Tarefa proposta 1. Devolva, sem nenhuma alteração, o trecho do relato de montanhismo que começa com as palavras "Já na ocasião" e termina com "ataque ao cume.".

····················

Na temporada 2015/2016 de montanhismo nos Andes, eu estava na transição entre o trabalho antigo (como meteorologista operacional no INPE) e a estruturação da minha empresa, a Mantiqueira Expedições, por isso decidi não ir para alta montanha.

No inverno de 2016 guiei no Agulhas Negras e Prateleiras – Parque Nacional do Itatiaia (PNI) um montanhista chileno chamado Juan, que me foi apresentado por uma cliente brasileira, a Ana. Através desse contato, estabelecemos uma relação de companheirismo, o que facilitou minhas idas ao Chile por conta de hospedagem, transporte, alimentação e logística como um todo. Menos gastos!

Já na ocasião do PNI acertamos tudo para tentar o Cerro Las Tórtolas no início da temporada 2016/2017. O Tórtolas é uma montanha de 6160m localizada na divisa entre Chile (Região de Coquimbo) e Argentina (Província de San Juan) e provavelmente seja um dos 6k mais acessíveis dos Andes chileno/argentino: nenhuma dificuldade técnica, chega-se de carro até o acampamento base a 3900m, e ainda há um belo refúgio (Gabriela Mistral) a 5186m, de onde se faz o ataque ao cume.

····················

Tarefa proposta 2. Edite as linhas da listagem que vão do início dela até a linha que contém "[406,44,828,639]", incluindo essa linha, substituindo "Request" por "Query" e deixando todo o resto igual. Apresente somente essas linhas.

[Linhas de um conjunto de dados]
····················

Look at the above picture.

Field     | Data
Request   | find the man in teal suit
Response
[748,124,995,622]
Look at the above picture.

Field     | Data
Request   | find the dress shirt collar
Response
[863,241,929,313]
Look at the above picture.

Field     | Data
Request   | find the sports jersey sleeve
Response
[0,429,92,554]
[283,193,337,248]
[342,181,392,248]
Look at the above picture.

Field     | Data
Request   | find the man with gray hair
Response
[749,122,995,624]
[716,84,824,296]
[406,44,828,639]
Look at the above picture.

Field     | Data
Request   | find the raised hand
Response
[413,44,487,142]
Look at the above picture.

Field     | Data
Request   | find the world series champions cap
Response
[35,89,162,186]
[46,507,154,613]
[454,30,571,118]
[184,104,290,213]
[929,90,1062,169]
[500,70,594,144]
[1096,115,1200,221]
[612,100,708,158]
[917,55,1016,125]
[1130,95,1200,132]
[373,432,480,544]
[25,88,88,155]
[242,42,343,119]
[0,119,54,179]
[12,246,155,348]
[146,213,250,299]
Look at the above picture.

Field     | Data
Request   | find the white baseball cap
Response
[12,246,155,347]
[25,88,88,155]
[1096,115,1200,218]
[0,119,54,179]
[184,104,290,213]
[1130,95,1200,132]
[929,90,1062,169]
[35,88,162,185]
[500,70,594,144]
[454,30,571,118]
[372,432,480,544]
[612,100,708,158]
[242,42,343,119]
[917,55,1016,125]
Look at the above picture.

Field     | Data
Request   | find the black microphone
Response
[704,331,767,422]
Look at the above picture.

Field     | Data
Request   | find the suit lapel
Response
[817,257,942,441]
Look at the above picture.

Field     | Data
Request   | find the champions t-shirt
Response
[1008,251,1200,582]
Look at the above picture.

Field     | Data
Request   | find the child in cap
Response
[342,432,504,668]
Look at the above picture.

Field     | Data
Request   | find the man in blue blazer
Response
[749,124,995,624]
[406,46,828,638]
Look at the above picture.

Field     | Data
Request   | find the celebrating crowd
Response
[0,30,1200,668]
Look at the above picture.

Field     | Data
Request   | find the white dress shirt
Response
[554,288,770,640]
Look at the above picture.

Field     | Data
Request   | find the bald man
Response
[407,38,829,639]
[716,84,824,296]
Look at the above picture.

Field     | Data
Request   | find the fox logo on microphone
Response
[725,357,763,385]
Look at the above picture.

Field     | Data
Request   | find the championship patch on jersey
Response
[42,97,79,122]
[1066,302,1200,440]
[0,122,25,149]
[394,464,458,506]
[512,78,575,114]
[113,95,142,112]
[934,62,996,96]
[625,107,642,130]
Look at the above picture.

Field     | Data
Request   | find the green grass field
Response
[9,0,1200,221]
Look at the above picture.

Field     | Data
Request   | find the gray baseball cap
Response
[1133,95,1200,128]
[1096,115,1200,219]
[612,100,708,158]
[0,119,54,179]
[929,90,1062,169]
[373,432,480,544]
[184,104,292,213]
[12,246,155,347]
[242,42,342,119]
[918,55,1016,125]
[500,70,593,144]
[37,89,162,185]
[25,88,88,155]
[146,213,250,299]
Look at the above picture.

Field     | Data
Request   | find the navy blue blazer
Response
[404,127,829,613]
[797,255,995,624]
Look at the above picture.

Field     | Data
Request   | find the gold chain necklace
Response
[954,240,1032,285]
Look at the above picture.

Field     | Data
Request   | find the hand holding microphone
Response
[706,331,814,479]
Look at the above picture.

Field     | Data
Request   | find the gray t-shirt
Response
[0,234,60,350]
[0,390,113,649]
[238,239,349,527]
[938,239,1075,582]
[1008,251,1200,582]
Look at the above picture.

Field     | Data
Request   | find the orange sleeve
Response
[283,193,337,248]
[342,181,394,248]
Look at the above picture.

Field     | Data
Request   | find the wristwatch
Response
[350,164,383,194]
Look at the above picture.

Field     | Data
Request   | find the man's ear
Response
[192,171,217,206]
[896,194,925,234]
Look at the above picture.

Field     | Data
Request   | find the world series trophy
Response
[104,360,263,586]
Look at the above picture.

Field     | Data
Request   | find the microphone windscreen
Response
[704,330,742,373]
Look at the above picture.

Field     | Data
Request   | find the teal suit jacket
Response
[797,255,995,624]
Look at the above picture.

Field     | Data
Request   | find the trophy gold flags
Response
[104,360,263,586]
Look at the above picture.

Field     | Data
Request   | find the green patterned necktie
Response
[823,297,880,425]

····················

Solução completa 1.
Já na ocasião do PNI acertamos tudo para tentar o Cerro Las Tórtolas no início da temporada 2016/2017. O Tórtolas é uma montanha de 6160m localizada na divisa entre Chile (Região de Coquimbo) e Argentina (Província de San Juan) e provavelmente seja um dos 6k mais acessíveis dos Andes chileno/argentino: nenhuma dificuldade técnica, chega-se de carro até o acampamento base a 3900m, e ainda há um belo refúgio (Gabriela Mistral) a 5186m, de onde se faz o ataque ao cume.

Solução completa 2.
Look at the above picture.

Field     | Data
Query   | find the man in teal suit
Response
[748,124,995,622]
Look at the above picture.

Field     | Data
Query   | find the dress shirt collar
Response
[863,241,929,313]
Look at the above picture.

Field     | Data
Query   | find the sports jersey sleeve
Response
[0,429,92,554]
[283,193,337,248]
[342,181,392,248]
Look at the above picture.

Field     | Data
Query   | find the man with gray hair
Response
[749,122,995,624]
[716,84,824,296]
[406,44,828,639]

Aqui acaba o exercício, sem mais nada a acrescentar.